### Compiti da svolgere
[1] Ricopia parola per parola il brano sul film di León de Aranoa, da "Blanco, interpretato da" a "come nella realtà.".
[2] Secondo il brano sul film di León de Aranoa, che cosa produce la Blanco Básculas?
[3] Prosegui il brano sul film di León de Aranoa partendo da dopo la sua ultima frase.

### Brano
Questa volta a differenza dei tanti anti-eroi raccontati da Loach, qui siamo in presenza di un film che racconta la vicenda umana e professionale di un imprenditore, un capo, di un “padrone” come non avrebbe esitato a chiamarlo Elio Petri. La Blanco Básculas è una piccola fabbrica spagnola di bilance e il signor Blanco la dirige con spirito paternalista. León de Aranoa sceglie di raccontare una settimana importante per la vita aziendale, quella in cui si attende la visita di una commissione incaricata di assegnare un importante riconoscimento alla Blanco Básculas, in concorso con altre aziende della regione.
Blanco, interpretato da un credibilissimo Javier Bardem, vive per l’azienda che considera la sua famiglia e cerca di oliare alla perfezione, oltre che i meccanismi della produzione di bilance, anche i rapporti interpersonali. Naturalmente, gli imprevisti non mancano (altrimenti non se ne sarebbe fatto un film); gli imprevisti, sono di origine aziendale, come il necessario licenziamento di un lavoratore che per protesta deciderà di “picchettare” (oddio, che termine d’altri tempi…) i cancelli della fabbrica, di origine sociale, come l’attrito tra “etnie” (per usare un termine ormai politicamente scorretto), e di origine sessuale, visto che il signor Blanco pensa bene di intrallazzarsi con una giovane stagista. Insomma, tutto come nella realtà.

### Materiale estratto

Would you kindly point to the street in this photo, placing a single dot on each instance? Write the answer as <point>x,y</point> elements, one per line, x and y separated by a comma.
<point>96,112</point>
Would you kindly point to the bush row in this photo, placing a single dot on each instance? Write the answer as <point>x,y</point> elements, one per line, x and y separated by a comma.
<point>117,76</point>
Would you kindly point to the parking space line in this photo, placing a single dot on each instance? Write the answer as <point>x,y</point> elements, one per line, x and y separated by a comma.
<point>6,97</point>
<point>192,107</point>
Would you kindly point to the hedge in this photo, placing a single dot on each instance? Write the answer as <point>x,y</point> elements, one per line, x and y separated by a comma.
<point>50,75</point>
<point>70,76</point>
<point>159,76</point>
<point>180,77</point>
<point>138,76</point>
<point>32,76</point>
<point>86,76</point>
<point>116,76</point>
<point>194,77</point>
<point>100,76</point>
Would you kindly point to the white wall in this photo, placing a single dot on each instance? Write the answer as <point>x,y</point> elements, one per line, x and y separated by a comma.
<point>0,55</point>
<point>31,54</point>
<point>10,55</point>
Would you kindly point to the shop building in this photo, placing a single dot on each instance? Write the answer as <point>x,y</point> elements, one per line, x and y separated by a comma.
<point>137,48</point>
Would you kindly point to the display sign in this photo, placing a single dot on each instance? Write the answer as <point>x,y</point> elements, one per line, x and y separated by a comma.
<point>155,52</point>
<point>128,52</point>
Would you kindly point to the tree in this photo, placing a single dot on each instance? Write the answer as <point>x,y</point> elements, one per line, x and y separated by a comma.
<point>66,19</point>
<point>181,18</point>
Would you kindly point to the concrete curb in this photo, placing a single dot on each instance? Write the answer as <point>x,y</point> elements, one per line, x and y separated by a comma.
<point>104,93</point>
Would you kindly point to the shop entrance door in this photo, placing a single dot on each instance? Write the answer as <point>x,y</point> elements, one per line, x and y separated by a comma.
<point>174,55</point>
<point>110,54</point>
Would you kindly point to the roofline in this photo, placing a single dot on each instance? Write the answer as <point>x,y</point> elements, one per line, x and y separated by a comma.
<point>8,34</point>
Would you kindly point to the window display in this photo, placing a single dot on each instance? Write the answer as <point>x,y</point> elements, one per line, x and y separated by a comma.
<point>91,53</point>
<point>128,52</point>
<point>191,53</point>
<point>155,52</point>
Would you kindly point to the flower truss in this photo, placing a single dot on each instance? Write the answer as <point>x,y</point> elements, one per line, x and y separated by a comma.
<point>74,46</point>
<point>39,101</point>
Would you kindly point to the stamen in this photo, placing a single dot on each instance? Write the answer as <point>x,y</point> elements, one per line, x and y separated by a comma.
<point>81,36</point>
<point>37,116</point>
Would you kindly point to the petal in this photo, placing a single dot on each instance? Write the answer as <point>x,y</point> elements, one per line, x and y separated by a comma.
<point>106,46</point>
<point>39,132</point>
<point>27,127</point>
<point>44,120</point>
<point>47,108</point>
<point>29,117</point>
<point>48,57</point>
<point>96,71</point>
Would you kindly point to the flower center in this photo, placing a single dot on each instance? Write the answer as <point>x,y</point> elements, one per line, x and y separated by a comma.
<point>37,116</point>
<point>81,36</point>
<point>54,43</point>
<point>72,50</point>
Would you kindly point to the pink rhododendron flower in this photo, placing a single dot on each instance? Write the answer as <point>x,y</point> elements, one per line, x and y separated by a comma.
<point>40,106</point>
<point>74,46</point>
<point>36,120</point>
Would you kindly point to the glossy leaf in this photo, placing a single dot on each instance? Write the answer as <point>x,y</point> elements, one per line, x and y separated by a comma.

### Risposte per compito
[1]
Blanco, interpretato da un credibilissimo Javier Bardem, vive per l’azienda che considera la sua famiglia e cerca di oliare alla perfezione, oltre che i meccanismi della produzione di bilance, anche i rapporti interpersonali. Naturalmente, gli imprevisti non mancano (altrimenti non se ne sarebbe fatto un film); gli imprevisti, sono di origine aziendale, come il necessario licenziamento di un lavoratore che per protesta deciderà di “picchettare” (oddio, che termine d’altri tempi…) i cancelli della fabbrica, di origine sociale, come l’attrito tra “etnie” (per usare un termine ormai politicamente scorretto), e di origine sessuale, visto che il signor Blanco pensa bene di intrallazzarsi con una giovane stagista. Insomma, tutto come nella realtà.

[2] Bilance.

[3]
Se la vicenda risulta avere un suo lato divertente e corre via liscia, gli interrogativi che suscita, sono profondi. È possibile dirigere una azienda come fosse una famiglia? Quanto possono interferire le relazioni interpersonali con il lavoro? È definitivamente tramontato il concetto di lotta di classe? Sono domande che possono sembrare troppo impegnative per un film all’apparenza leggero, ma in realtà del tutto legittime ed impellenti, poiché il film di Fernando León de Aranoa è tutt’altro che superficiale.
Chissà che il cinema non torni ad interrogarsi sul mondo del lavoro e lasci perdere, almeno per un po’, mondi lontani ed improbabilissime avventure.